# [THE PROBLEM]
Scan the records for the string "clicks"; copy each line where it occurs.

--

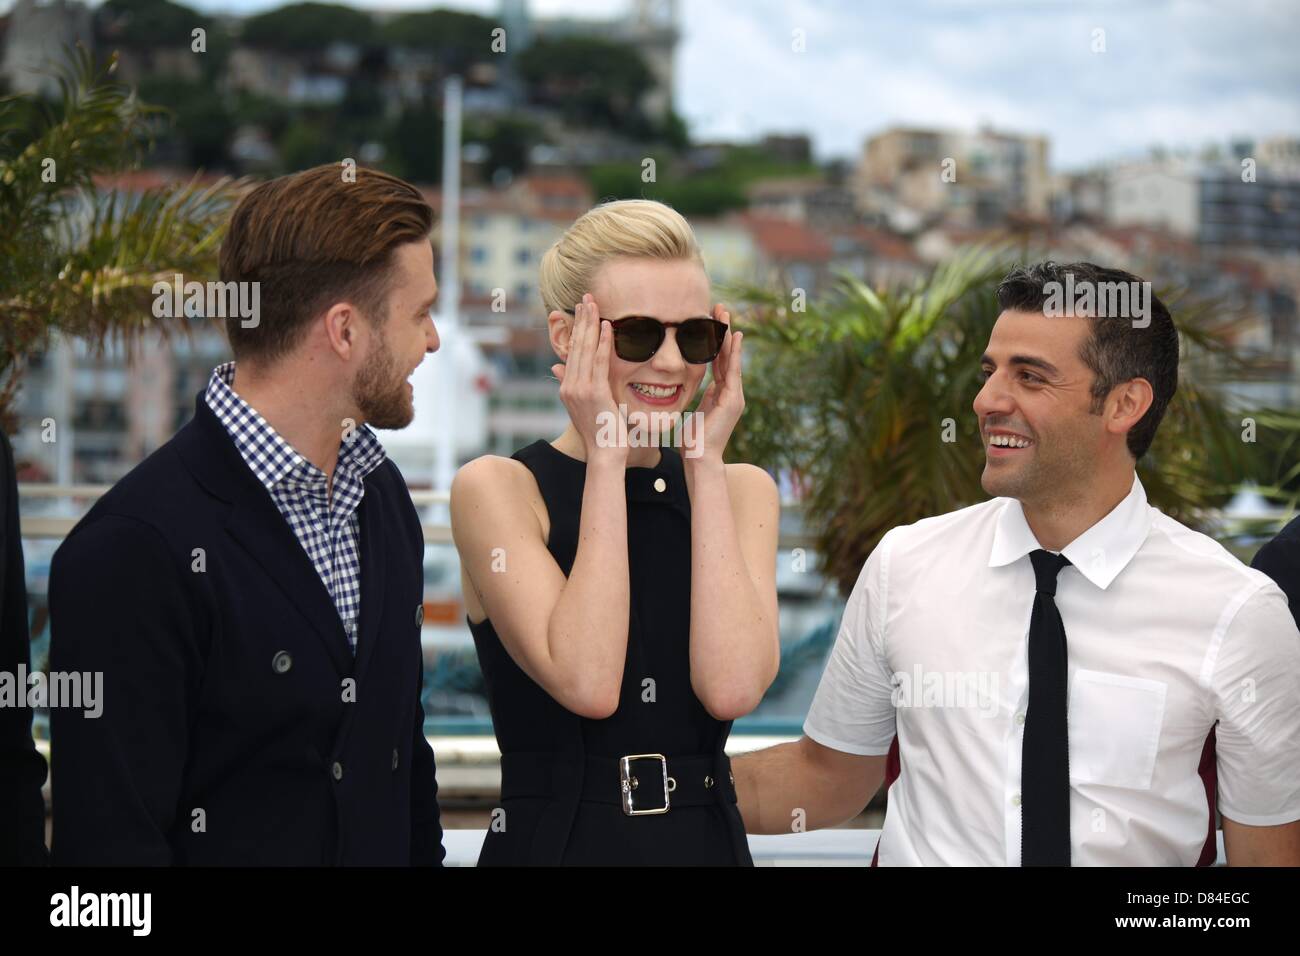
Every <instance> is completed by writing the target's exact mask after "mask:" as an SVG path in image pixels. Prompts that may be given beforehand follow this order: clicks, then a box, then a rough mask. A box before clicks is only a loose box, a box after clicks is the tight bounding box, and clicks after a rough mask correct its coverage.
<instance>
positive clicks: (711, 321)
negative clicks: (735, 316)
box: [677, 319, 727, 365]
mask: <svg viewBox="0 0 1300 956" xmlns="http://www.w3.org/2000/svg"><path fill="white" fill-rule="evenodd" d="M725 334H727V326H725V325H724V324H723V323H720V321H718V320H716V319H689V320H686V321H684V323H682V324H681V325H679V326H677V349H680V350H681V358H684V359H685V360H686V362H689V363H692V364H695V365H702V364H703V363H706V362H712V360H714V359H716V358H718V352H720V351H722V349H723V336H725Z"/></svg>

--

# [WRITTEN REPLY]
Every <instance> is completed by writing the target's exact mask after "mask:" as an SVG path in image pixels. Prompts that may be given beforehand follow this order: clicks, then a box, then a rough mask. A box before clicks is only a loose box, a box after clicks is the tight bounding box, and clicks after a rough mask correct its coverage.
positive clicks: (711, 321)
negative clicks: (735, 316)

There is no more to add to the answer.